[Dataset records]
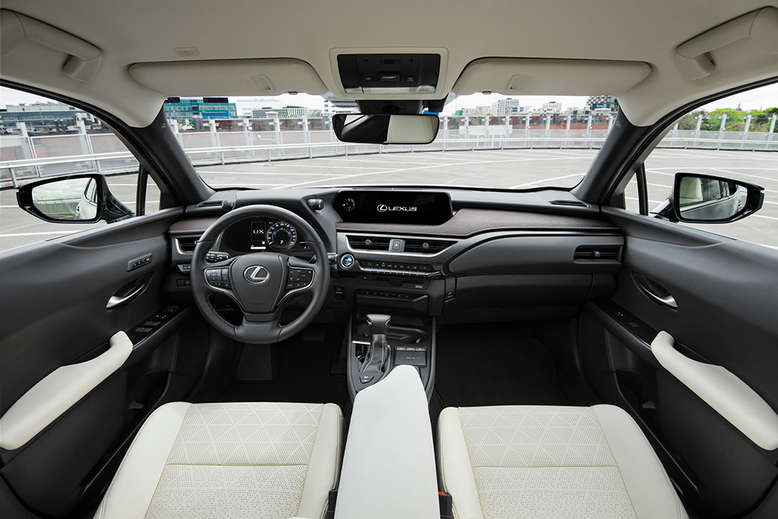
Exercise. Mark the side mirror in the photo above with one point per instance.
(72, 199)
(385, 128)
(707, 199)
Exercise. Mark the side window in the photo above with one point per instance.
(735, 138)
(40, 139)
(153, 196)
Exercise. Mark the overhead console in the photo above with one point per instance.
(394, 207)
(389, 73)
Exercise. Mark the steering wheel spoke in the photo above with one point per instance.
(300, 277)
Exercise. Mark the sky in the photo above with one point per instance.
(758, 98)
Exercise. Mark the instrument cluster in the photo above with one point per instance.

• _Exercise task_
Give back the lines above exactly, from the one with "Exercise. Mark the side window" through the last line.

• _Exercise result_
Exercise. Mark the side window in the photo above with one point per instance.
(735, 138)
(40, 139)
(153, 196)
Exercise. Mark the overhead console in the photo above with one point per instance.
(394, 207)
(389, 73)
Exercise. Mark the steering wheel spoke in the photo above with one point per instance.
(300, 277)
Exercise. Mark the sky in the photo above with one point per instance.
(758, 98)
Exercise. Mark the instrument cluster in the photo above with one point per instance.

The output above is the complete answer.